» Supplied text
#####
Some people have gotten malware from the SDMB. I think someone also said they got it from a (big) news website.
My question is: how does this happen? I don’t think the site would put it up deliberately (certainly not the SDMB), so, ads? Would certain ad companies allow malicious ads? I thought big websites would stick to big advertising companies, like Google, which wouldn’t allow bad ads to tarnish their image. Or does it happen due to prior infection, or from an intercept between the server and the user?
Could this happen to anyone? If everybody visited that page and they were all unprotected, would they all be infected?
This often happens as a result of advertising. Instead of selling ad space to individual advertisers most sites use an ad service that provides rotating ads and handles the hassle of dealing with advertisers. Occasionally someone slips a malware-infected ad by the ad service and anyone who loads that ad without updated anti spy/malware software is infected.
Regarding malware in ads: The original site and the ad broker can in principle check for bad ads, but there’s more than a few gotchas:
New exploits are found all the time. You can only check for exploits you know about.
Malware ad servers can and do check the IP address of the site requesting the ad. If it’s coming from the original site or the ad broker, they feed a bland ad. If it’s coming from what appears to be a regular user’s machine, then they feed the bad ad.
It’s a cat and mouse game, reputable companies try to get a random collection of proxies around the world, start checking what ads get fed to those machines, etc., the malware providers update their lists to blacklist those proxies.
Google runs into this problem a lot. Many malware laced sites feed one version to Google to crawl and another to users. Google thinks it’s safe, but it isn’t.
When it comes to ads, the ads should always be hosted by the ad broker and “quarantined” for a short while before being released. But ad buyers hate that and they have the money.
Sites get cracked all the time. Holes in servers and SQL databases, password cracking, etc. happen everyday. Once someone has root privileges to a site, then getting it to serve malware is easy.
One person’s “helpful toolbar” is another person’s uninstallable personal info stealing crap. So some of it is deliberate.
E.g., I just installed a new motherboard. One of the utilities on the CD (and available on the maker’s website) is some sort of browser “enhancement”. I Googled it. It redirects all Google searches thru some site, collecting data. So it slows down searches and steals your info.
#####
» Task requirements
Continue the forum discussion about how people get malware from visiting websites, picking up after its final sentence.
#####
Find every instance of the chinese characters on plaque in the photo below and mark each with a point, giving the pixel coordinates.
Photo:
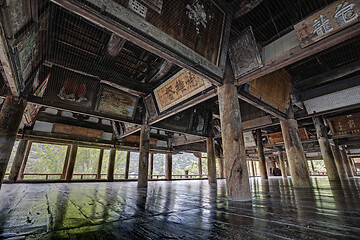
(179, 88)
(330, 20)
(347, 124)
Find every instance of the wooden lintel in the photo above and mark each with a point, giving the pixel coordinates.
(259, 104)
(297, 53)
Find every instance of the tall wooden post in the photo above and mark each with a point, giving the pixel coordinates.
(168, 166)
(325, 148)
(260, 148)
(295, 152)
(237, 178)
(66, 162)
(144, 153)
(200, 165)
(151, 165)
(221, 167)
(210, 148)
(101, 156)
(346, 162)
(19, 156)
(111, 166)
(72, 159)
(23, 164)
(10, 119)
(127, 164)
(282, 164)
(339, 162)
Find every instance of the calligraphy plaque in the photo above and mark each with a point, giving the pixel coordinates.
(273, 89)
(115, 102)
(328, 21)
(244, 54)
(346, 124)
(179, 88)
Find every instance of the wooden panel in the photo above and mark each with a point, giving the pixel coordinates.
(273, 89)
(346, 124)
(278, 138)
(244, 54)
(257, 122)
(178, 89)
(116, 102)
(136, 139)
(77, 131)
(328, 21)
(32, 110)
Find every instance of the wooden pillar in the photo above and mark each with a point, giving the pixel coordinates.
(66, 163)
(10, 118)
(260, 149)
(221, 167)
(168, 166)
(325, 148)
(18, 160)
(237, 178)
(295, 152)
(111, 166)
(101, 156)
(338, 161)
(210, 148)
(144, 153)
(282, 164)
(72, 159)
(200, 165)
(127, 164)
(346, 162)
(23, 164)
(151, 165)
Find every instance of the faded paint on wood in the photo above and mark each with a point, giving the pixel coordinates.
(273, 89)
(295, 153)
(328, 21)
(325, 149)
(78, 131)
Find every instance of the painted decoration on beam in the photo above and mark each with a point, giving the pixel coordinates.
(273, 89)
(116, 103)
(32, 110)
(328, 21)
(244, 54)
(179, 88)
(346, 124)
#####
» Expected answer
This crapware is courtesy of ASUS. And it’s hardly the only one.
Flash especially was notorious for the security holes. One source I heard was convinced the rash of fake Anti-Virus was a result of the Flash problem. This is insidious because even if you update all the Microsoft patches, you still haven’t fixed the hole. No wonder Jobs hated Flash so much he decided it would not go on the iPad.
I am trying to think of a browser enhancement made by a biggish company that is not useless or worse. They all seem to be driven by marketing first with little thought put into what is being provided to the user for the enhancement.
AGV safe search is junk and it actively makes searching worse.
Bing bar is useless
Yahoo toolbar is useless
Google toolbar is useless
Actually with modern browsers toolbars are useless they take up screen space while providing nothing of value. They only thing of value that toolbars used to provide is an easy way to do a search. But now that IE, firefox, chrome and opera provide that with the browser the toolbar are just a waste of space.
The only useful enhancements seem to be things made by frustrated users. Things like add block pluggins.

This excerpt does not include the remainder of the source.